### WORK ORDER
Word for word, write out the entries that follow, omitting all pictures.

[SOURCE MATERIAL]

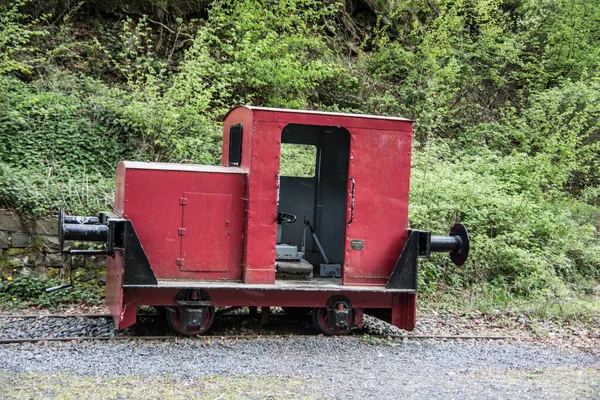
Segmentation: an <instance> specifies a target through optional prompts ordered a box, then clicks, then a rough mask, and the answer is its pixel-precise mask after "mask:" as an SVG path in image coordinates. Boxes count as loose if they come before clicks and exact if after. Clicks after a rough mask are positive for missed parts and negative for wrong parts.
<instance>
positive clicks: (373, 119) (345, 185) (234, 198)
mask: <svg viewBox="0 0 600 400" xmlns="http://www.w3.org/2000/svg"><path fill="white" fill-rule="evenodd" d="M411 149H412V121H411V120H408V119H404V118H395V117H379V116H371V115H355V114H341V113H325V112H314V111H302V110H284V109H272V108H262V107H246V106H242V107H237V108H235V109H233V110H231V111H230V112H229V113H228V114H227V116H226V117H225V120H224V122H223V147H222V153H223V157H222V165H221V166H203V165H189V164H169V163H143V162H128V161H122V162H120V163H119V165H118V166H117V173H116V188H115V202H114V208H113V210H112V212H104V213H100V215H99V217H98V218H87V217H74V216H64V215H63V214H62V212H61V218H60V219H61V220H60V224H59V225H60V236H61V243H62V239H65V240H80V241H85V240H89V241H99V242H104V243H105V245H106V246H105V250H101V251H99V250H92V251H91V252H92V253H93V254H96V255H97V254H99V253H104V254H106V255H107V284H106V301H107V305H108V306H109V308H110V310H111V313H112V315H113V319H114V321H115V324H116V327H117V329H124V328H127V327H128V326H130V325H132V324H134V323H135V320H136V308H137V307H138V306H141V305H150V306H161V307H165V308H166V310H167V317H168V320H169V323H170V325H171V326H172V327H173V328H174V329H175V330H177V331H178V332H179V333H182V334H196V333H204V332H206V331H207V330H208V329H209V328H210V325H211V323H212V320H213V318H214V316H215V307H227V306H251V307H256V306H261V307H270V306H281V307H284V309H289V308H291V307H296V308H301V309H309V310H312V315H313V321H314V323H315V326H316V327H317V328H318V329H320V330H321V331H322V332H324V333H326V334H341V333H347V332H349V331H350V330H351V329H353V328H358V327H361V325H362V316H363V313H364V312H370V313H373V314H376V315H377V316H378V317H381V318H383V319H386V320H388V321H389V322H391V323H392V324H394V325H395V326H397V327H399V328H402V329H408V330H412V329H413V328H414V326H415V318H416V292H417V268H418V265H417V259H418V258H419V257H428V256H429V254H430V253H431V252H436V251H439V252H448V253H450V256H451V258H452V260H453V261H454V262H455V263H456V264H458V265H462V263H464V262H465V260H466V258H467V256H468V251H469V238H468V234H467V231H466V229H465V228H464V226H462V225H461V224H456V225H455V226H454V227H453V228H452V230H451V232H450V236H432V235H431V234H430V233H429V232H426V231H417V230H413V229H409V227H408V201H409V188H410V157H411ZM70 252H71V253H72V254H74V255H85V254H92V253H86V251H85V250H83V251H82V250H71V251H70ZM87 252H90V251H87Z"/></svg>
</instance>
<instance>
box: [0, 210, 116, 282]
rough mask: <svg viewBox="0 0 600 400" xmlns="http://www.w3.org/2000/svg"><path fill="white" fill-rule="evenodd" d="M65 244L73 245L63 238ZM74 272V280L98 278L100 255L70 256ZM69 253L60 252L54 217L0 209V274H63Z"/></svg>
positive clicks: (104, 265) (104, 270)
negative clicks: (67, 241) (62, 252)
mask: <svg viewBox="0 0 600 400" xmlns="http://www.w3.org/2000/svg"><path fill="white" fill-rule="evenodd" d="M65 246H66V247H72V246H74V243H72V242H65ZM73 265H74V267H75V268H74V276H75V277H76V279H77V280H78V281H81V282H87V281H91V280H93V279H98V280H100V281H101V280H102V278H103V277H104V275H105V273H106V272H105V262H104V257H97V258H94V257H87V258H86V259H85V260H84V259H83V258H82V257H76V258H73ZM68 266H69V256H68V255H67V254H61V252H60V244H59V240H58V217H57V216H47V217H41V218H37V219H31V218H27V217H25V216H23V215H21V214H19V213H17V212H15V211H11V210H2V209H0V275H1V276H2V277H3V278H6V277H8V276H12V275H14V274H23V275H27V274H32V273H35V274H48V275H56V274H58V273H61V274H63V275H64V273H65V272H68Z"/></svg>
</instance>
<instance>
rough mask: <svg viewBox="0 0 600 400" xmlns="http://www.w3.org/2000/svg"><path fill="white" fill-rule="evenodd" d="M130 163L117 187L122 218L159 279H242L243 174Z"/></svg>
mask: <svg viewBox="0 0 600 400" xmlns="http://www.w3.org/2000/svg"><path fill="white" fill-rule="evenodd" d="M130 164H131V163H123V164H122V165H123V173H124V175H125V178H124V179H123V183H122V185H123V187H122V188H120V189H117V191H122V192H123V193H124V195H123V198H124V205H123V218H127V219H128V220H130V221H131V222H132V224H133V226H134V227H135V230H136V232H137V235H138V237H139V240H140V243H141V245H142V247H143V248H144V251H145V253H146V256H147V258H148V260H149V262H150V265H151V266H152V269H153V270H154V273H155V275H156V276H157V278H160V279H175V278H183V279H206V280H216V279H240V278H241V276H242V249H243V237H244V225H245V213H244V209H245V194H246V173H245V172H244V171H242V170H240V169H237V168H236V170H237V172H236V173H231V172H228V173H222V172H221V170H224V169H226V168H222V167H211V169H210V171H203V170H202V169H201V168H198V169H193V168H192V167H194V166H190V165H181V164H174V166H176V167H177V169H164V168H160V169H152V168H145V169H140V168H133V169H129V168H128V166H129V165H130ZM224 199H226V200H227V199H228V201H225V203H226V204H225V205H223V204H221V203H223V201H224ZM217 220H218V221H217ZM182 228H183V229H184V231H182V230H181V229H182ZM184 232H185V233H186V234H185V235H182V233H184ZM206 252H208V253H206ZM219 254H222V255H223V257H221V256H219V257H218V258H216V259H212V260H207V261H202V259H203V255H204V256H206V255H209V256H210V257H217V255H219ZM178 260H179V261H178ZM221 262H225V264H222V265H218V263H221Z"/></svg>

[/SOURCE MATERIAL]

### SOLUTION
Segmentation: an <instance> specifies a target through optional prompts ordered a box, then clicks, then a rough mask, and the answer is its pixel-precise mask after "mask:" as an SVG path in image coordinates. Boxes count as loose if they come before clicks and exact if after. Clicks after a rough mask are positive for missed parts and negative for wrong parts.
<instance>
positive clicks: (373, 119) (345, 185) (234, 198)
mask: <svg viewBox="0 0 600 400" xmlns="http://www.w3.org/2000/svg"><path fill="white" fill-rule="evenodd" d="M411 149H412V121H411V120H408V119H404V118H395V117H379V116H371V115H355V114H341V113H325V112H314V111H302V110H284V109H272V108H262V107H246V106H242V107H237V108H235V109H233V110H231V111H230V112H229V113H228V114H227V116H226V117H225V120H224V122H223V147H222V153H223V157H222V165H221V166H203V165H189V164H169V163H143V162H128V161H122V162H120V163H119V165H118V166H117V173H116V188H115V202H114V208H113V210H112V212H104V213H100V215H99V217H98V218H87V217H74V216H64V215H63V214H62V212H61V218H60V219H61V220H60V224H59V225H60V236H61V243H62V239H65V240H80V241H85V240H89V241H99V242H104V243H105V245H106V246H105V250H101V251H99V250H92V251H91V252H92V253H93V254H96V255H97V254H99V253H104V254H106V255H107V284H106V301H107V305H108V306H109V308H110V310H111V313H112V315H113V319H114V321H115V324H116V327H117V329H124V328H127V327H128V326H130V325H132V324H134V323H135V320H136V308H137V307H138V306H141V305H150V306H161V307H165V308H166V310H167V317H168V320H169V323H170V325H171V326H172V327H173V328H174V329H175V330H177V331H178V332H179V333H182V334H196V333H204V332H206V331H207V330H208V329H209V328H210V325H211V323H212V320H213V318H214V316H215V307H227V306H251V307H256V306H261V307H270V306H281V307H284V309H289V308H291V307H296V308H301V309H309V310H312V315H313V321H314V323H315V326H316V327H317V328H318V329H320V330H321V331H322V332H324V333H326V334H341V333H347V332H349V331H350V330H351V329H353V328H358V327H361V325H362V316H363V313H364V312H370V313H373V314H376V315H377V316H378V317H381V318H383V319H386V320H388V321H389V322H391V323H392V324H394V325H395V326H397V327H399V328H402V329H408V330H412V329H413V328H414V326H415V318H416V292H417V268H418V265H417V259H418V258H419V257H428V256H429V254H430V253H431V252H436V251H439V252H448V253H450V256H451V258H452V260H453V261H454V262H455V263H456V264H458V265H462V263H464V262H465V260H466V258H467V256H468V251H469V238H468V234H467V231H466V229H465V228H464V226H462V225H461V224H456V225H455V226H454V227H453V228H452V230H451V232H450V236H432V235H431V234H430V233H429V232H426V231H417V230H413V229H409V227H408V201H409V188H410V157H411ZM70 252H71V253H72V254H74V255H85V254H92V253H86V251H85V250H83V251H82V250H71V251H70ZM87 252H90V251H87Z"/></svg>
</instance>
<instance>
box: [0, 210, 116, 282]
rough mask: <svg viewBox="0 0 600 400" xmlns="http://www.w3.org/2000/svg"><path fill="white" fill-rule="evenodd" d="M65 244L73 245L63 238ZM74 272V280L98 278L100 255L70 256ZM69 253L60 252L54 217L0 209V274H63Z"/></svg>
positive clicks: (104, 265) (104, 270)
negative clicks: (67, 241) (62, 252)
mask: <svg viewBox="0 0 600 400" xmlns="http://www.w3.org/2000/svg"><path fill="white" fill-rule="evenodd" d="M65 246H66V247H72V246H74V243H72V242H65ZM73 265H74V267H75V268H74V276H75V277H76V279H77V280H78V281H81V282H87V281H91V280H93V279H98V280H100V281H101V280H102V278H103V277H104V275H105V273H106V272H105V262H104V257H97V258H94V257H87V258H86V259H85V260H84V259H83V258H82V257H76V258H73ZM68 266H69V256H68V255H67V254H61V252H60V244H59V240H58V217H57V216H47V217H41V218H37V219H31V218H27V217H25V216H23V215H21V214H19V213H17V212H15V211H11V210H2V209H0V275H1V276H2V277H3V278H6V277H8V276H12V275H14V274H23V275H27V274H32V273H35V274H48V275H56V274H58V273H61V274H63V275H64V273H65V272H68Z"/></svg>
</instance>
<instance>
rough mask: <svg viewBox="0 0 600 400" xmlns="http://www.w3.org/2000/svg"><path fill="white" fill-rule="evenodd" d="M130 163L117 187L122 218L159 279H242L243 174Z"/></svg>
mask: <svg viewBox="0 0 600 400" xmlns="http://www.w3.org/2000/svg"><path fill="white" fill-rule="evenodd" d="M130 164H131V163H123V164H122V165H123V173H124V175H125V178H124V179H123V183H122V185H123V187H122V188H120V189H117V191H122V192H123V193H124V195H123V198H124V205H123V218H127V219H128V220H130V221H131V222H132V224H133V226H134V227H135V230H136V232H137V235H138V237H139V240H140V243H141V245H142V247H143V248H144V251H145V253H146V256H147V258H148V260H149V262H150V265H151V266H152V269H153V270H154V273H155V275H156V276H157V278H160V279H175V278H183V279H206V280H216V279H240V278H241V276H242V249H243V237H244V225H245V213H244V209H245V194H246V173H245V172H244V171H242V170H240V169H237V168H236V170H237V172H236V173H231V172H228V173H222V172H221V170H224V169H226V168H222V167H211V169H210V171H203V170H202V169H201V168H198V169H193V168H192V167H194V166H190V165H181V164H174V166H176V167H177V169H164V168H160V169H152V168H145V169H140V168H133V169H129V168H128V166H129V165H130ZM224 199H226V200H227V199H228V201H225V203H226V204H225V205H223V204H221V203H223V201H224ZM217 220H218V221H217ZM182 228H183V229H184V231H182V230H181V229H182ZM184 232H185V233H186V234H185V235H182V233H184ZM206 252H208V253H206ZM219 254H222V255H223V257H221V256H219V257H218V258H216V259H212V260H207V261H202V259H203V255H204V256H206V255H209V256H210V257H217V255H219ZM178 260H179V261H178ZM221 262H225V264H222V265H218V263H221Z"/></svg>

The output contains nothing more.